Records provided.
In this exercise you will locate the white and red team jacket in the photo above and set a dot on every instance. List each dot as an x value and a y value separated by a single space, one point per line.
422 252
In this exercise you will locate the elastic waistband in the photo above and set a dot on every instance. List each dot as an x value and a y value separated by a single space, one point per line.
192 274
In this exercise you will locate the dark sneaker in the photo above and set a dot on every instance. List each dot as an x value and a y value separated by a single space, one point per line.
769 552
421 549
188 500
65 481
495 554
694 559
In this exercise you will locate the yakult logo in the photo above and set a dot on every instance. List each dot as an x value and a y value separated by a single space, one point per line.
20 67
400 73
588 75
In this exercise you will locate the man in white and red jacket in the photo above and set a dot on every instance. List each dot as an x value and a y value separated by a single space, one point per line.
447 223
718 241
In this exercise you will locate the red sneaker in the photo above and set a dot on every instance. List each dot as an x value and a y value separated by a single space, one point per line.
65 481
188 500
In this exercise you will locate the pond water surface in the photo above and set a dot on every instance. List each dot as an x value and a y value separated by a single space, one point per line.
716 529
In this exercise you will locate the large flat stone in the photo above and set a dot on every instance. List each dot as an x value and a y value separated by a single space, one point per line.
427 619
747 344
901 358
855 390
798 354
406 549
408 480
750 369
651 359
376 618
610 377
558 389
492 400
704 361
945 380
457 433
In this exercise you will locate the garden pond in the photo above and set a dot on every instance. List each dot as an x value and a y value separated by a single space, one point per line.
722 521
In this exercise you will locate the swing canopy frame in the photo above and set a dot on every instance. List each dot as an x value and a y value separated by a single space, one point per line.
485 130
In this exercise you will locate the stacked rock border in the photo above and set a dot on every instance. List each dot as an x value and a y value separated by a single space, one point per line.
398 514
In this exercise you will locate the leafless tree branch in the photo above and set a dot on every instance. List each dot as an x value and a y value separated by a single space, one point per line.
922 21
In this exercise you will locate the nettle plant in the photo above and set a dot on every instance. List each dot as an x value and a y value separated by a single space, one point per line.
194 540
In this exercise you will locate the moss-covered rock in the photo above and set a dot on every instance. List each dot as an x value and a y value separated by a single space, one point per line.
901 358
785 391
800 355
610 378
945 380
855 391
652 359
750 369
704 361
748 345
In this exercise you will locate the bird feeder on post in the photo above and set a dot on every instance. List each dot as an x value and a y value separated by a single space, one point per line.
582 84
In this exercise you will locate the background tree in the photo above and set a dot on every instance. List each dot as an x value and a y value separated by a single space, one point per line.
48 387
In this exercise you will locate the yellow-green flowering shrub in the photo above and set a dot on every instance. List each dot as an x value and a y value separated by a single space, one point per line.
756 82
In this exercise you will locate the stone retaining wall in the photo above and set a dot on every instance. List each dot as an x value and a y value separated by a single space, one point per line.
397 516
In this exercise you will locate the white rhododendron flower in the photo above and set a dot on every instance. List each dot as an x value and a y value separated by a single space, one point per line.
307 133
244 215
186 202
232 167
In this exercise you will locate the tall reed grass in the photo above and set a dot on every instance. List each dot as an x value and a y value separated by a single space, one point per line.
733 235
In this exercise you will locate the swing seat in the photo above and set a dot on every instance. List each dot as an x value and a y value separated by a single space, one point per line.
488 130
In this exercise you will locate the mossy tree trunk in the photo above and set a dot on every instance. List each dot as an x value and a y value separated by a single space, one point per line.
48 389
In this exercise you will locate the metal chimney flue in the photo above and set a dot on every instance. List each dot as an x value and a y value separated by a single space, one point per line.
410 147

Short task.
Swap "set a dot" for "place a mark" wherever it occurs in the items above, and reproduce every item with nothing else changed.

Full response.
In this exercise you will locate the white and red team jacket in the photo above and place a mark on every instance. List each dot as an x value and a y value separated by a single space, one point per line.
422 252
In this exercise you will locate the elastic waistband in the photo above and place a mark on every instance. List each dot as an x value and a y value separated by a single space, one point per line.
192 274
In this exercise you will locate the dark sneaker in the photo above and place a mark on every instance. List each dot as an x value and a y value separated by a single space, one point per line.
769 552
421 549
188 500
65 481
495 554
694 559
In this exercise you will locate the yakult logo in the photo above and place a mark on every instance. List each dot as an x value and a y value separated by a single space, one point per line.
20 67
400 73
588 75
In this exercise you will locate the man in white and red jacket in the photo above and place a mark on every instance. List each dot as an x value and a y value separated by a single space, one point per line.
447 223
718 241
In this exercise you will locate the red sneaker in the photo above and place a mark on every instance. List each dot as an x value and a y value separated by a single space, one point per line.
65 481
188 500
In this exercise you will locate the pond water surface in the photo above and place a mark on every instance. List each dot as an x value and a y value separated by a single space, one point per line.
716 529
In this exercise you will locate the large flat stone in the photo above and place a mark on every instance. List each dot as an x value and a y value separated by a single space, one point per line.
427 619
747 344
901 358
855 390
798 354
406 549
408 480
750 369
651 359
376 618
610 377
558 389
492 400
704 361
945 380
457 433
In this exercise you will locate the garden pond in the photo above and place a mark on every instance. List each dot as an x value and a y value separated by a single space, one point per line.
722 521
In this exercise you will locate the swing canopy frame in the photo above and place a mark on every instance. List each dot as an x value and a y value separated by a single space, one point per line.
485 130
In this exercise you will locate the stacked rock border in the photo above and place a mark on every instance. List each dot as an x value and a y value separated by a single space, one point per line.
398 514
In this exercise you will locate the leafless tree branch in the photo above and place a mark on every instance. List each dot as an x value and a y value separated by a single space, one point per line.
922 21
In this exercise you will locate the nettle plant in the photo above and place a mark on every instance. List each dot as an x value and a y value separated by a single space, one point per line.
194 540
In this exercise you will locate the moss-covered rock in the photo above and place a mark on every instance. List each dot as an x value and a y value separated by a single space, one point per line.
901 358
785 391
800 355
610 378
945 380
855 391
652 359
750 369
704 361
748 345
In this exercise you will locate the bird feeder on post in the photo above and place a mark on every instance. List each dot as an x value and a y value separated by a single space, one point per line.
582 84
In this exercise you will locate the background tree in the photo above and place a mark on every instance. List each dot as an x value and a y value separated by a single space, one point per line.
48 387
In this exercise you will locate the yellow-green flowering shrub in the photo above and place a mark on every instance. List each dot as an x value and a y value separated by a single space, one point per line.
756 82
In this exercise you will locate the stone retaining wall in the photo above and place a mark on every instance. List each dot as an x value and a y value separated by a single space, one point per line.
397 516
In this exercise you will locate the white rhododendron flower in the photo above and place a mark on every instance. List each dot as an x value and a y value separated by a single space, one point per line.
307 133
244 215
186 202
232 167
In this exercise you will locate the tall reed grass in the photo above and place a mark on every instance. List each dot as an x value and a y value separated by a single space, one point per line.
733 235
In this exercise you will locate the swing seat in the photo above and place a mark on every instance. List each dot as an x value and a y value separated by a single space, one point per line.
488 130
In this exercise you will locate the mossy tree trunk in the photo above and place a mark on every instance. List each dot as an x value and a y value separated by a single space, one point per line.
48 389
In this exercise you will locate the metal chimney flue in the photo above and place a mark on every instance. List each dot as an x value and a y value separated by a single space, one point per line.
410 147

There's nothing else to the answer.